TASK DATA.
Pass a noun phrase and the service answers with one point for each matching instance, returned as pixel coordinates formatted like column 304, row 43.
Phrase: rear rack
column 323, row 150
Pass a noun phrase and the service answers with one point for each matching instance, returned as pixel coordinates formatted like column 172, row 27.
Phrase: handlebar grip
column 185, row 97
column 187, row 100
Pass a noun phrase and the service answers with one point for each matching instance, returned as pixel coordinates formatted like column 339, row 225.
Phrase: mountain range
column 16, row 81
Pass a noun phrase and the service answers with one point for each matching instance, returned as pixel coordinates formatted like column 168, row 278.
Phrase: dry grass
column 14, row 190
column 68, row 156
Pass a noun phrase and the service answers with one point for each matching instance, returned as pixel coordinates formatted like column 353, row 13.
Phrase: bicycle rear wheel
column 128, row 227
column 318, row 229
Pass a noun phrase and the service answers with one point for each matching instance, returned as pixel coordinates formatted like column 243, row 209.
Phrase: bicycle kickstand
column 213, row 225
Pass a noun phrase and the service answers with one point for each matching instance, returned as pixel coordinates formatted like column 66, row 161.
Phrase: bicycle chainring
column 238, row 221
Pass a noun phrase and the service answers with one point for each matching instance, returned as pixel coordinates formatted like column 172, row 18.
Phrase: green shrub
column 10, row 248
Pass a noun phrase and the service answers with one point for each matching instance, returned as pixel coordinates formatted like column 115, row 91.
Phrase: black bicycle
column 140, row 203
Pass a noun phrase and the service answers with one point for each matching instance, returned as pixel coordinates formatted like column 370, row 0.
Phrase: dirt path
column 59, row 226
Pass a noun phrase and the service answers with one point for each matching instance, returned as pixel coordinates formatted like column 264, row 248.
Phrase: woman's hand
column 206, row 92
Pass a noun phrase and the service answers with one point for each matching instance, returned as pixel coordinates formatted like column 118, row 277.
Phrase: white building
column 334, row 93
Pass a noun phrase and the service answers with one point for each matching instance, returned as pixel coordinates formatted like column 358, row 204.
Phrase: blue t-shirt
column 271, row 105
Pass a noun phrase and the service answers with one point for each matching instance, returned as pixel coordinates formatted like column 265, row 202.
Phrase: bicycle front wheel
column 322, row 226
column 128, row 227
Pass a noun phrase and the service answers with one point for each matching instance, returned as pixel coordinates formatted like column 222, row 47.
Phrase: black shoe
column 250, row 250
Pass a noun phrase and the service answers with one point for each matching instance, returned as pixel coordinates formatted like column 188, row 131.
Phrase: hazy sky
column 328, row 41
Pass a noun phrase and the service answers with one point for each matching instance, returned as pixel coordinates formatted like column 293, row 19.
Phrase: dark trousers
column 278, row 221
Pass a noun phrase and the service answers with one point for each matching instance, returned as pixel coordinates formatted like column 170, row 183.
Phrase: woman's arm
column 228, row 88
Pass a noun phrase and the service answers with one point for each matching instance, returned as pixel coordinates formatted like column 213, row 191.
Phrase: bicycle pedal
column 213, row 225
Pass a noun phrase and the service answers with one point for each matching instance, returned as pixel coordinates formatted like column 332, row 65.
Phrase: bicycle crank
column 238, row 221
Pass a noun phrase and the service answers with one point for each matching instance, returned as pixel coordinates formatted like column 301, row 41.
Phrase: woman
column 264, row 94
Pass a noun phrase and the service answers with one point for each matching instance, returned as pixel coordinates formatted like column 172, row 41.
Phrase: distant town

EXERCISE BRIEF.
Return word for word the lines of the entries above, starting at the line that contains "170, row 183." and stopping after the line that contains "column 228, row 88".

THE COMPLETED TASK.
Pass a noun phrase and the service answers with one point for each matching instance, returned as pixel coordinates formatted like column 170, row 183.
Phrase: woman's arm
column 228, row 88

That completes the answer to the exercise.